*PROBLEM DESCRIPTION:* Restate word for word the line containing "Target: cloud" and each line that follows it, through the last line below, and nothing else.

*TASK MATERIAL:*
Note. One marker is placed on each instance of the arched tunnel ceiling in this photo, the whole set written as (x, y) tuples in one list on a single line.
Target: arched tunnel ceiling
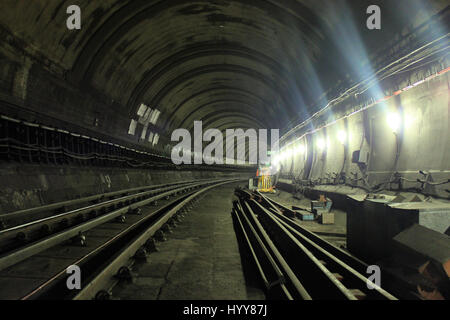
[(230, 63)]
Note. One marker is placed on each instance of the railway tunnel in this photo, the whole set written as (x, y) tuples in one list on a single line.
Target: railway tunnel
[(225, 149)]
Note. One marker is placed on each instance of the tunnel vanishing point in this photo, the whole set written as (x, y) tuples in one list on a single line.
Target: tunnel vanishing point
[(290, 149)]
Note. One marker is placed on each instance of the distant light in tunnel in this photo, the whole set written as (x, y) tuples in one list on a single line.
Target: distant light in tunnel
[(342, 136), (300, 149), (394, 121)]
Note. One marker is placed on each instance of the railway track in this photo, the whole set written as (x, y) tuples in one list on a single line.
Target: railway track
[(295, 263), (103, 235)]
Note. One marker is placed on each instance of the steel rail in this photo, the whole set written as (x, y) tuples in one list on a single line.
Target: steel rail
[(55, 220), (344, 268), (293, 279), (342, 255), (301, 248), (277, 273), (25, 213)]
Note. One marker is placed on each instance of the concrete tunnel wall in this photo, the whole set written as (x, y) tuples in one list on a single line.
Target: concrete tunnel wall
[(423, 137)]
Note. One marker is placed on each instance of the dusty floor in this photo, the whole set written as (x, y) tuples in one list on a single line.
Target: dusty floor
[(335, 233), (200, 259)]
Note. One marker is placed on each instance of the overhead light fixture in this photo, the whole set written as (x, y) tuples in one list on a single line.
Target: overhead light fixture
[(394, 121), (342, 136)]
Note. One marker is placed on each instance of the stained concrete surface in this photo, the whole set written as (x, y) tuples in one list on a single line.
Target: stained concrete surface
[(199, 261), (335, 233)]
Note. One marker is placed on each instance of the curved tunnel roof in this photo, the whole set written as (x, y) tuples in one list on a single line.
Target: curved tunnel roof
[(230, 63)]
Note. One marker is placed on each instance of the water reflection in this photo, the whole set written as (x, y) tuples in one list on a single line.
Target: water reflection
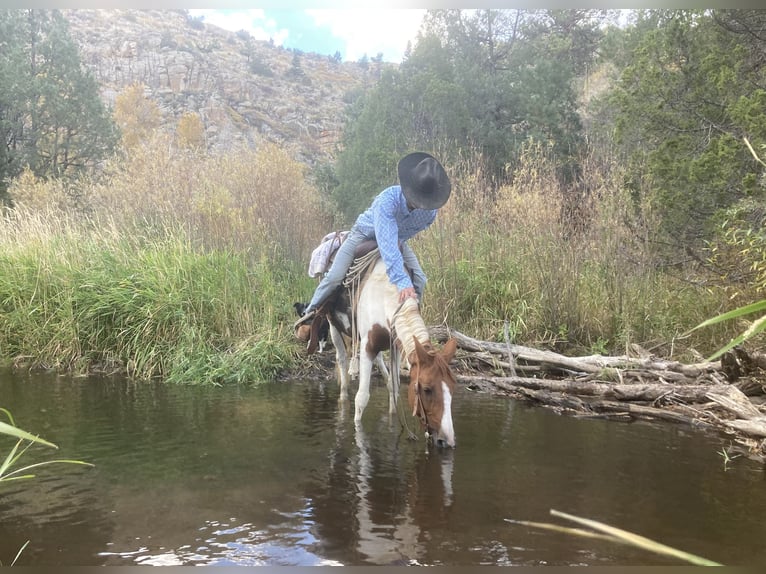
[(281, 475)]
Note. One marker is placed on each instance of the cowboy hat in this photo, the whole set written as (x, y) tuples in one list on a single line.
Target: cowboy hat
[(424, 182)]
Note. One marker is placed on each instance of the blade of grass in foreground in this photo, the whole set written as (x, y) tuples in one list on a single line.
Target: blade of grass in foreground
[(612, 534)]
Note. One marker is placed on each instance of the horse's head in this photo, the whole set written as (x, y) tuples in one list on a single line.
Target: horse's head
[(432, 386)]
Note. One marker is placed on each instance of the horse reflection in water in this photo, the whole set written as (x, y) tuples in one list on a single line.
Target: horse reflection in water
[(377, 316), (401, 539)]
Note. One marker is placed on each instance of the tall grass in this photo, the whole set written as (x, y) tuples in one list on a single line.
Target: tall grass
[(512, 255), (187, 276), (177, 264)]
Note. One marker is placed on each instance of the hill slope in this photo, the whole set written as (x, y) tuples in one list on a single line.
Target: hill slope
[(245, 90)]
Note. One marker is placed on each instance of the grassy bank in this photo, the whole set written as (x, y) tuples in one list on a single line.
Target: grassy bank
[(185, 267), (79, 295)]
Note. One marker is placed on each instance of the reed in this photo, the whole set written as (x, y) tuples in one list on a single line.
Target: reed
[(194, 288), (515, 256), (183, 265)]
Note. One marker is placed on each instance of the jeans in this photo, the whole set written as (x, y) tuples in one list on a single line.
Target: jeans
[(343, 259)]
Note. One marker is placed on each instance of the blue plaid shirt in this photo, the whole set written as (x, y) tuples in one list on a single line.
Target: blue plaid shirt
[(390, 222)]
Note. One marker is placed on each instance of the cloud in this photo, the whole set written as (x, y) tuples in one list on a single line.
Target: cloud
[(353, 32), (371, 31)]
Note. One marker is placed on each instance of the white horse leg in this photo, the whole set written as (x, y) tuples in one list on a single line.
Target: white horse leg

*SOLUTION TO THE EXERCISE:*
Target: cloud
[(353, 32), (371, 31)]
Note. One marker is placed on each instance of the white horse leg in this photo, the whole set written as (x, y) tuples in one list on a single line.
Target: white horse leg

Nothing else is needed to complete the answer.